• **TASK STATEMENT**:
In the thread about UMEM chunk_size, what has to be done for XDP_PASS?
— start of SELECTED TEXT —
Re: [PATCH bpf-next v3 1/3] xsk: Support UMEM chunk_size > PAGE_SIZE
From: Magnus Karlsson
Date: Fri Apr 21 2023 - 08:18:04 EST
On Fri, 21 Apr 2023 at 11:44, Maciej Fijalkowski
<maciej.fijalkowski@xxxxxxxxx> wrote:
>
> On Tue, Apr 18, 2023 at 01:12:00PM +0200, Kal Cutter Conley wrote:
>
> Hi there,
>
> > > >> In addition, presumably when using this mode, the other XDP actions
> > > >> (XDP_PASS, XDP_REDIRECT to other targets) would stop working unless we
> > > >> add special handling for that in the kernel? We'll definitely need to
> > > >> handle that somehow...
> > > >
> > > > I am not familiar with all the details here. Do you know a reason why
> > > > these cases would stop working / why special handling would be needed?
> > > > For example, if I have a UMEM that uses hugepages and XDP_PASS is
> > > > returned, then the data is just copied into an SKB right? SKBs can
> > > > also be created directly from hugepages AFAIK. So I don't understand
> > > > what the issue would be. Can someone explain this concern?
> > >
> > > Well, I was asking :) It may well be that the SKB path just works; did
> > > you test this? Pretty sure XDP_REDIRECT to another device won't, though?
>
> for XDP_PASS we have to allocate a new buffer and copy the contents from
> current xdp_buff that was backed by xsk_buff_pool and give the current one
> back to pool. I am not sure if __napi_alloc_skb() is always capable of
> handling len > PAGE_SIZE - i believe there might a particular combination
> of settings that allows it, but if not we should have a fallback path that
> would iterate over data and copy this to a certain (linear + frags) parts.
> This implies non-zero effort that is needed for jumbo frames ZC support.
Thinking aloud, could not our multi-buffer work help with this? Sounds
quite similar to operations that we have to do in that patch set. And
if so, would it not be prudent to get the multi-buffer support in
there first, then implement these things on top of that? What do you
think?
> I can certainly test this out and play with it - maybe this just works, I
> didn't check yet. Even if it does, then we need some kind of temporary
> mechanism that will forbid loading ZC jumbo frames due to what Toke
> brought up.
>
> > >
> >
> > I was also asking :-)
> >
> > I tested that the SKB path is usable today with this patch.
> > Specifically, sending and receiving large jumbo packets with AF_XDP
> > and that a non-multi-buffer XDP program could access the whole packet.
> > I have not specifically tested XDP_REDIRECT to another device or
> > anything with ZC since that is not possible without driver support.
> >
> > My feeling is, there wouldn't be non-trivial issues here since this
> > patchset changes nothing except allowing the maximum chunk size to be
> > larger. The driver either supports larger MTUs with XDP enabled or it
> > doesn't. If it doesn't, the frames are dropped anyway. Also, chunk
> > size mismatches between two XSKs (e.g. with XDP_REDIRECT) would be
> > something supported or not supported irrespective of this patchset.
— end of SELECTED TEXT —
— start of MATERIAL SHOWN —
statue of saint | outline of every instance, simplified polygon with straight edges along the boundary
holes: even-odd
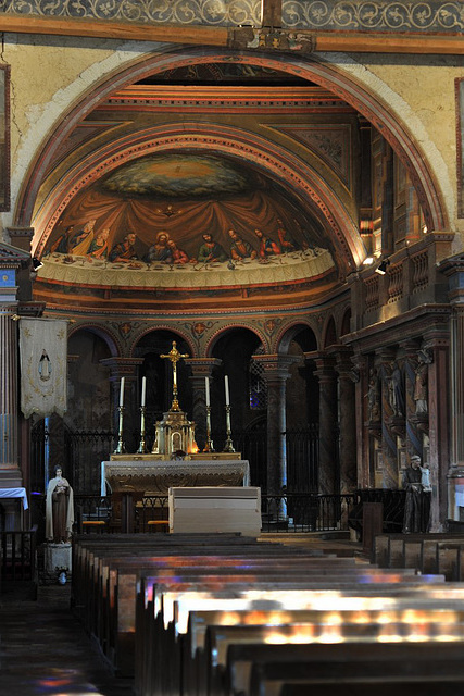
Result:
[[[403,474],[404,505],[403,534],[428,532],[430,523],[430,472],[421,467],[421,457],[411,457],[411,467]]]
[[[63,477],[61,467],[54,468],[54,474],[47,488],[46,538],[55,544],[65,544],[70,540],[73,531],[73,489]]]

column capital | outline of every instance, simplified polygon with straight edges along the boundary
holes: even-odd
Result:
[[[220,358],[185,358],[184,362],[190,365],[193,377],[211,377],[213,369],[223,363]]]
[[[266,378],[287,380],[290,376],[291,365],[301,362],[299,356],[281,356],[275,355],[259,355],[252,356],[253,360],[264,368],[264,374]]]
[[[100,364],[110,369],[110,380],[135,377],[137,368],[143,364],[143,358],[103,358]]]

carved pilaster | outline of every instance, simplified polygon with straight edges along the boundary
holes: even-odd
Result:
[[[338,463],[337,373],[335,359],[321,356],[315,359],[314,374],[319,381],[319,493],[336,494],[340,489]]]

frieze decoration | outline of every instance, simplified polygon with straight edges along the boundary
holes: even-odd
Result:
[[[260,24],[260,0],[1,0],[0,12],[124,24]]]
[[[0,13],[123,24],[261,26],[261,0],[0,0]],[[464,28],[464,7],[462,2],[439,0],[283,0],[281,25],[287,29],[324,32],[455,33]],[[287,40],[291,45],[298,39],[283,32],[281,39],[256,36],[256,47],[260,40],[268,41],[271,48],[283,48],[276,42]]]
[[[284,0],[283,26],[292,29],[455,33],[464,28],[462,2],[340,2]]]

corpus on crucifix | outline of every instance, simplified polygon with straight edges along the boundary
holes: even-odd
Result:
[[[167,360],[173,365],[173,402],[171,405],[172,411],[180,411],[179,402],[177,400],[177,363],[181,358],[188,358],[188,357],[189,355],[187,352],[180,353],[177,350],[177,344],[175,340],[173,340],[173,347],[170,350],[170,352],[165,356],[160,356],[160,358],[167,358]]]

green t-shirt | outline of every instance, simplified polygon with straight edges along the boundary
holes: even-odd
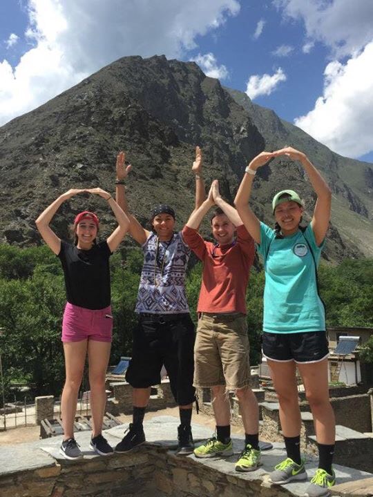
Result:
[[[284,238],[275,236],[273,229],[260,223],[258,250],[263,256],[265,271],[263,330],[325,331],[324,306],[318,294],[315,264],[309,251],[310,246],[318,265],[325,241],[317,246],[310,224],[304,233],[298,230]]]

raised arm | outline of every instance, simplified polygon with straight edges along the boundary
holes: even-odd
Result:
[[[206,199],[204,190],[204,181],[202,177],[203,156],[202,150],[199,146],[195,147],[195,160],[193,163],[192,173],[195,176],[195,210],[197,210]]]
[[[274,153],[276,156],[287,155],[292,160],[298,160],[309,178],[312,188],[317,195],[311,226],[315,235],[316,242],[317,245],[320,245],[325,237],[330,220],[332,191],[327,183],[303,152],[292,147],[286,147]]]
[[[251,194],[251,187],[256,170],[266,164],[274,157],[273,153],[261,152],[249,164],[246,168],[242,181],[236,195],[234,204],[245,227],[253,237],[256,243],[260,243],[260,223],[249,205]]]
[[[231,221],[236,228],[237,226],[240,226],[242,224],[242,222],[238,215],[237,211],[234,208],[234,207],[229,205],[228,202],[223,200],[220,196],[220,192],[219,191],[219,182],[218,179],[214,179],[213,181],[211,188],[213,197],[218,207],[220,207],[222,209],[229,221]]]
[[[118,226],[106,240],[106,242],[111,252],[114,252],[114,251],[117,248],[118,245],[127,233],[130,224],[129,220],[108,192],[106,192],[100,188],[90,188],[86,191],[88,193],[98,195],[100,197],[102,197],[103,199],[105,199],[105,200],[107,200],[109,206],[111,207],[113,212],[114,213],[114,215],[115,216],[117,221],[118,222]]]
[[[198,209],[195,209],[191,214],[191,216],[188,220],[188,222],[186,223],[188,228],[198,229],[203,218],[214,204],[215,202],[213,198],[211,185],[211,188],[209,192],[209,196],[206,200],[202,203]]]
[[[117,179],[115,181],[115,197],[117,203],[128,217],[130,225],[129,232],[136,242],[140,245],[145,243],[148,239],[150,231],[143,228],[137,220],[128,212],[127,198],[126,197],[125,179],[127,177],[132,166],[126,162],[126,154],[119,152],[117,156]]]
[[[61,251],[61,238],[57,237],[49,226],[49,224],[52,221],[59,207],[65,200],[68,200],[77,193],[82,193],[85,191],[86,191],[86,190],[73,188],[65,192],[65,193],[62,193],[55,202],[52,202],[50,206],[43,211],[35,221],[37,229],[41,235],[43,240],[56,255],[58,255]]]

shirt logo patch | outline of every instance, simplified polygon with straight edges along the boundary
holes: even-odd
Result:
[[[293,252],[298,257],[305,257],[308,253],[308,247],[305,244],[296,244],[293,247]]]

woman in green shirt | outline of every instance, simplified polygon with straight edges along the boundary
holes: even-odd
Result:
[[[300,162],[317,195],[312,221],[300,227],[303,202],[292,190],[272,201],[273,230],[256,217],[248,202],[258,168],[280,155]],[[262,152],[249,163],[236,206],[264,259],[263,354],[267,357],[278,396],[280,419],[287,457],[269,475],[273,483],[307,478],[300,456],[300,411],[296,369],[302,377],[314,417],[319,465],[306,495],[321,497],[335,483],[332,469],[335,420],[329,400],[327,355],[323,304],[317,289],[316,268],[330,218],[332,193],[307,156],[291,147]]]

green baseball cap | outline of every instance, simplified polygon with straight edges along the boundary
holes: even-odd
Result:
[[[296,192],[294,190],[283,190],[276,193],[272,200],[272,212],[274,213],[275,208],[278,205],[284,202],[295,202],[299,204],[300,207],[304,207],[303,201]]]

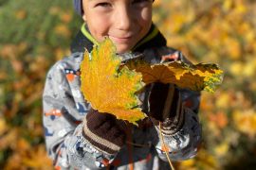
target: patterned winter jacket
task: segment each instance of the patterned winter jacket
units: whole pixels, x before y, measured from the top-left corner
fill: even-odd
[[[71,45],[72,55],[58,61],[49,70],[43,94],[44,128],[48,156],[56,169],[169,169],[165,151],[173,161],[182,161],[195,156],[201,142],[201,127],[197,118],[200,94],[180,89],[184,105],[182,128],[164,135],[163,147],[159,128],[153,124],[133,127],[132,139],[115,155],[97,150],[82,136],[82,120],[90,104],[81,92],[80,64],[84,47],[92,49],[95,40],[82,26]],[[124,55],[123,60],[131,60],[132,54],[143,54],[151,63],[175,58],[187,61],[184,56],[166,47],[166,41],[153,25],[149,33],[133,50]],[[149,90],[140,94],[142,110],[148,110]],[[147,121],[145,121],[147,122]]]

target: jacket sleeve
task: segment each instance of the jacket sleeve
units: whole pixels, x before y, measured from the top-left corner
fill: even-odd
[[[89,106],[79,111],[76,97],[82,97],[78,89],[72,89],[66,78],[64,66],[57,62],[48,72],[43,94],[43,124],[48,156],[58,169],[100,169],[115,156],[95,149],[82,136],[82,119]],[[74,78],[69,78],[74,80]]]

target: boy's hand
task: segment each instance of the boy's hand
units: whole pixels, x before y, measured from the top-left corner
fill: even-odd
[[[112,155],[124,144],[125,128],[114,115],[91,110],[83,120],[83,136],[93,146]]]
[[[179,91],[174,84],[155,83],[149,103],[150,117],[155,125],[162,123],[163,133],[174,134],[182,128],[184,110]]]

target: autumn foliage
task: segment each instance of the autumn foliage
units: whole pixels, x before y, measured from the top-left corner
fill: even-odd
[[[49,67],[70,54],[82,20],[72,1],[0,0],[0,167],[51,169],[42,126]],[[221,87],[202,93],[203,144],[177,169],[256,166],[256,2],[155,0],[154,22],[194,63],[217,63]]]

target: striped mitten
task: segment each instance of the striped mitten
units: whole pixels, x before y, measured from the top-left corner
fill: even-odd
[[[125,124],[109,113],[91,110],[83,119],[83,136],[98,150],[113,155],[125,142]]]
[[[164,134],[174,134],[182,128],[184,110],[179,91],[174,84],[155,83],[149,96],[149,115],[155,125],[162,123]]]

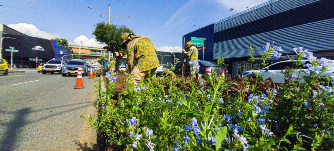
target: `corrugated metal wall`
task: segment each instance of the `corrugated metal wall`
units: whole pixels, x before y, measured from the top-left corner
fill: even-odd
[[[283,54],[293,53],[293,48],[303,46],[311,51],[330,50],[330,53],[334,53],[334,9],[330,8],[334,8],[331,6],[334,6],[333,3],[334,1],[326,0],[272,0],[216,22],[213,59],[249,57],[249,45],[255,48],[256,55],[260,55],[266,43],[273,41],[275,42],[274,45],[282,47]],[[309,11],[308,9],[310,8],[316,11]],[[275,19],[267,21],[274,24],[251,23],[256,22],[255,20],[258,21],[273,16],[275,17]],[[278,26],[275,24],[286,22],[292,17],[295,19],[286,23],[291,23],[286,26],[287,28],[284,27],[285,25]],[[300,18],[303,19],[300,20]],[[241,30],[236,30],[240,27],[244,29],[249,27],[243,24],[256,24],[258,28],[254,30],[257,30],[257,33],[243,36],[247,32],[238,33]],[[266,25],[270,25],[271,28],[276,30],[268,31]],[[224,32],[233,33],[229,30],[233,28],[236,31],[234,33],[238,37],[222,37]],[[259,32],[262,29],[264,32]]]

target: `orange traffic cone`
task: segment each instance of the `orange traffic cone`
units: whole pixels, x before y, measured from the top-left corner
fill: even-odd
[[[78,67],[78,75],[76,76],[76,84],[74,87],[74,89],[80,89],[85,88],[84,83],[82,83],[82,75],[81,74],[81,67],[80,65]]]
[[[89,73],[89,78],[93,78],[93,71],[92,71],[92,67],[91,67],[91,72]]]

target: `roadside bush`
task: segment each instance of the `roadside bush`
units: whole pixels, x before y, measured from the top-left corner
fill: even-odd
[[[97,101],[99,118],[83,116],[118,145],[115,150],[333,150],[334,90],[326,86],[333,82],[319,76],[328,60],[295,50],[298,58],[291,59],[298,65],[286,70],[282,84],[260,73],[232,79],[214,73],[203,78],[152,77],[137,85],[128,81],[113,104],[117,78],[107,74],[108,86]],[[282,50],[267,43],[263,66],[268,58],[279,59]],[[304,64],[305,57],[311,63]],[[198,64],[191,63],[198,71]],[[301,77],[303,65],[309,72]]]

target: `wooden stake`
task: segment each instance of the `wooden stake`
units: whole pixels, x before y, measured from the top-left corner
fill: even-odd
[[[184,49],[184,41],[185,38],[183,37],[183,45],[182,46],[182,49]],[[182,52],[182,72],[181,72],[181,75],[183,75],[183,67],[184,65],[184,63],[183,62],[184,60],[184,54],[183,53],[183,52]]]

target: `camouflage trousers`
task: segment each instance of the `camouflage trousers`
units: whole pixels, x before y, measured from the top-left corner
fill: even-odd
[[[133,77],[130,77],[129,78],[131,78],[132,82],[134,83],[135,85],[137,85],[140,82],[140,80],[143,78],[148,78],[154,76],[154,72],[157,68],[158,67],[154,68],[151,69],[151,72],[149,73],[148,70],[140,72],[138,66],[136,66],[134,68],[132,71],[131,72],[131,73],[134,73],[134,75]]]

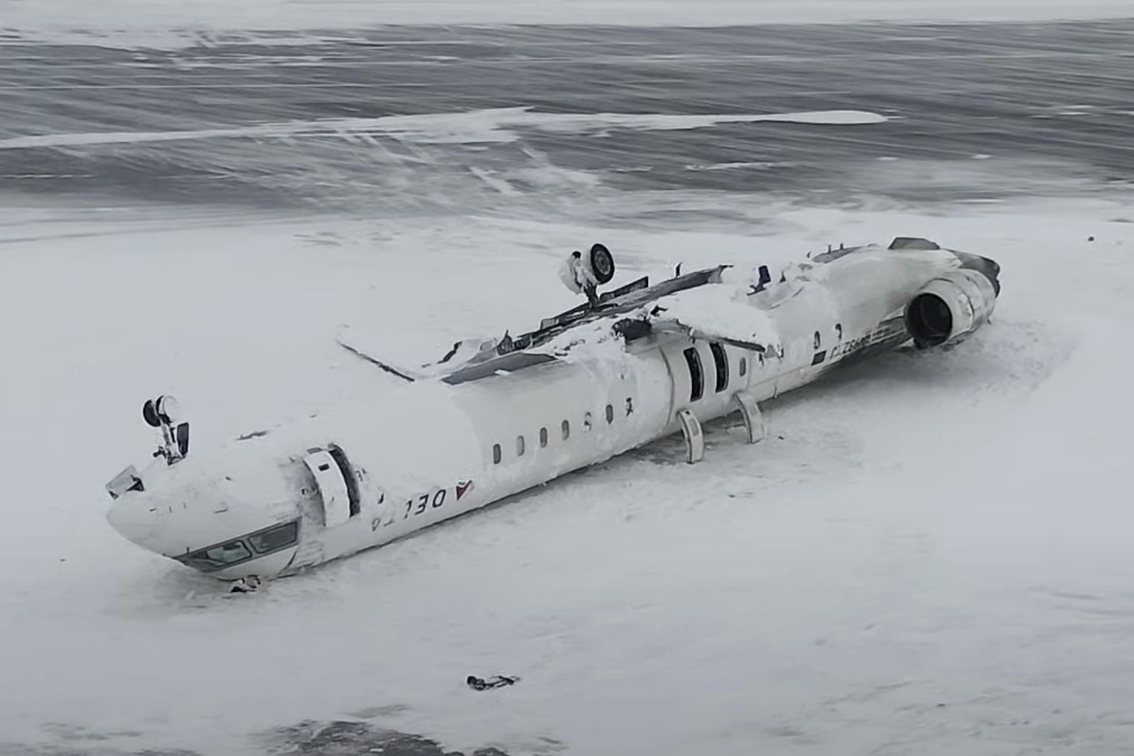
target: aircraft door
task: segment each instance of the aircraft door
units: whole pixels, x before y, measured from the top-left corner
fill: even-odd
[[[303,458],[304,465],[315,477],[323,502],[323,525],[335,527],[350,519],[352,495],[347,473],[327,449],[313,451]]]

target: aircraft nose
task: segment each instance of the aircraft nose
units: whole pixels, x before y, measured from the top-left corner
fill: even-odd
[[[158,533],[156,509],[144,496],[126,494],[107,511],[107,521],[128,541],[144,545]]]

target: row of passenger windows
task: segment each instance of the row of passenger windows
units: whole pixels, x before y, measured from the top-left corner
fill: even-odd
[[[717,372],[717,382],[713,390],[717,393],[720,393],[721,391],[728,389],[728,352],[725,351],[725,347],[716,341],[709,343],[709,350],[712,352],[713,368]],[[701,367],[701,352],[697,351],[696,347],[689,347],[684,354],[685,364],[689,368],[689,401],[696,401],[705,393],[705,379],[704,369]],[[742,377],[748,374],[747,357],[741,357],[737,372]]]
[[[633,411],[634,411],[634,400],[631,399],[629,397],[627,397],[626,398],[626,415],[628,416],[628,415],[633,414]],[[610,425],[611,423],[613,423],[615,422],[615,406],[613,405],[607,405],[606,410],[603,410],[603,415],[607,418],[607,425]],[[593,421],[591,418],[591,413],[586,413],[583,416],[583,430],[584,431],[590,431],[592,425],[593,425]],[[564,421],[562,423],[559,424],[559,435],[562,436],[564,441],[566,441],[567,439],[570,438],[570,421]],[[541,427],[540,428],[540,448],[541,449],[548,445],[548,438],[549,438],[548,428],[547,427]],[[527,441],[526,441],[526,439],[523,435],[517,435],[516,436],[516,456],[517,457],[523,457],[525,451],[527,451]],[[499,443],[492,444],[492,464],[493,465],[499,465],[502,460],[503,460],[503,448]]]

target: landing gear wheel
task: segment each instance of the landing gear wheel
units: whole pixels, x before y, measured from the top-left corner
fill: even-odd
[[[594,273],[594,280],[599,282],[599,286],[610,283],[610,280],[615,278],[615,257],[603,245],[591,245],[587,262],[591,264],[591,272]]]

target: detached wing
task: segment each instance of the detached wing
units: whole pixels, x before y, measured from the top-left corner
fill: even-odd
[[[775,349],[779,338],[768,315],[734,298],[734,292],[727,286],[705,286],[662,297],[649,311],[646,322],[654,331],[685,332],[753,351]]]

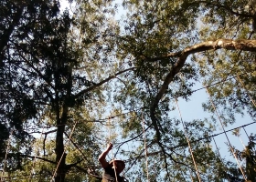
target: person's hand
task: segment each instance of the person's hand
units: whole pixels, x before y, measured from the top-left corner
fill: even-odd
[[[111,149],[112,149],[112,147],[113,147],[112,144],[109,143],[106,150],[110,151]]]

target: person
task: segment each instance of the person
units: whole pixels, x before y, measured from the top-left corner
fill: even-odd
[[[108,144],[107,148],[99,157],[99,162],[104,169],[102,182],[124,182],[124,177],[120,176],[125,167],[124,162],[117,159],[111,160],[110,162],[106,161],[106,156],[112,150],[112,143]]]

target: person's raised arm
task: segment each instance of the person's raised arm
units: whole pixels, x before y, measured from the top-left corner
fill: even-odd
[[[106,161],[106,156],[109,154],[112,148],[112,144],[109,143],[107,148],[100,155],[98,158],[98,160],[100,161],[103,168],[109,166],[109,163]]]

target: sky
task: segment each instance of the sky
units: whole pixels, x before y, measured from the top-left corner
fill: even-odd
[[[117,1],[117,2],[119,3],[121,1]],[[70,9],[70,6],[67,3],[67,1],[62,0],[61,9],[63,10],[63,9],[65,9],[65,7],[68,7],[69,9]],[[122,15],[121,14],[117,14],[116,18],[120,19],[121,15]],[[197,88],[200,88],[200,87],[203,87],[203,86],[200,84],[197,84],[195,86],[195,90]],[[180,98],[178,100],[178,106],[179,106],[180,112],[182,115],[182,119],[184,121],[192,121],[193,119],[203,119],[205,117],[207,117],[207,118],[210,117],[210,114],[205,112],[202,108],[202,103],[206,102],[208,99],[208,96],[205,89],[195,92],[192,95],[191,99],[188,102]],[[175,112],[172,112],[172,115],[174,115],[172,116],[175,116],[178,119],[180,118],[177,109],[176,109],[176,113],[175,114]],[[239,127],[240,126],[253,122],[253,120],[247,115],[245,115],[243,117],[241,116],[237,116],[236,118],[237,118],[237,122],[231,126],[228,126],[227,127],[225,127],[225,130],[229,130],[229,129]],[[252,125],[245,126],[244,128],[246,129],[246,131],[249,135],[251,133],[255,133],[256,124],[254,123]],[[214,133],[218,134],[220,132],[223,132],[223,129],[220,127],[220,125],[219,125],[219,127]],[[235,146],[238,149],[240,149],[240,150],[243,149],[242,142],[246,145],[249,141],[249,139],[242,128],[240,129],[240,139],[241,140],[238,136],[235,136],[234,135],[232,135],[232,132],[228,132],[227,135],[229,136],[229,139],[231,145]],[[215,136],[215,140],[218,144],[218,147],[219,149],[221,157],[226,158],[226,159],[231,159],[235,162],[234,157],[228,152],[227,138],[226,138],[225,135],[222,134],[222,135]],[[216,149],[215,144],[213,142],[211,145],[212,145],[212,147]]]

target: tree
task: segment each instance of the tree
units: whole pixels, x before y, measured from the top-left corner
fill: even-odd
[[[23,167],[27,173],[36,165],[35,170],[49,169],[44,180],[91,181],[90,174],[99,174],[106,126],[112,126],[117,133],[111,136],[116,142],[122,137],[118,151],[133,167],[127,172],[132,181],[144,181],[147,170],[156,171],[149,176],[153,181],[197,181],[197,171],[203,181],[228,179],[223,171],[233,164],[222,161],[209,144],[214,120],[171,115],[176,99],[188,100],[195,84],[217,81],[222,84],[208,89],[224,122],[231,124],[235,114],[246,111],[253,118],[253,4],[125,0],[127,15],[118,25],[113,1],[70,2],[77,5],[72,15],[59,12],[58,1],[1,2],[4,147],[15,138],[7,171],[17,174]],[[215,112],[210,101],[203,106]],[[148,167],[142,157],[142,116]],[[37,129],[27,131],[31,127]],[[37,146],[38,155],[32,150]],[[5,150],[1,154],[4,160]]]
[[[102,4],[108,11],[107,3]],[[99,144],[93,143],[97,140],[97,122],[92,121],[94,115],[101,116],[99,111],[104,110],[102,85],[132,69],[118,72],[99,67],[109,62],[103,56],[111,56],[113,46],[103,35],[110,31],[109,21],[94,7],[101,3],[86,5],[84,10],[93,14],[79,20],[68,10],[61,13],[58,1],[1,2],[5,10],[1,15],[1,76],[5,78],[1,85],[1,115],[5,120],[1,126],[11,133],[9,138],[15,137],[4,167],[9,172],[26,168],[29,174],[34,158],[48,163],[42,167],[48,168],[48,173],[44,173],[48,181],[51,177],[64,181],[75,167],[83,173],[95,170],[87,163],[95,161],[100,153]],[[112,71],[115,75],[108,76]],[[78,131],[74,133],[75,129]],[[2,134],[6,141],[5,133]],[[32,133],[45,136],[38,153],[32,150],[36,141]],[[46,140],[49,136],[55,139]],[[73,147],[65,149],[68,140],[73,141]],[[46,151],[47,141],[54,141],[52,151]],[[67,150],[72,151],[75,147],[87,152],[86,160],[81,154],[68,156]],[[1,153],[3,161],[5,154],[5,150]],[[67,177],[76,181],[78,177]]]

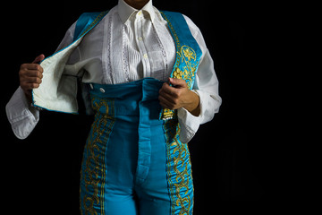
— end of MATERIAL SHOWN —
• **TASK RESPONSE**:
A new buffer has to be allocated, the data copied into it from the current xdp_buff backed by xsk_buff_pool, and the current buffer given back to the pool.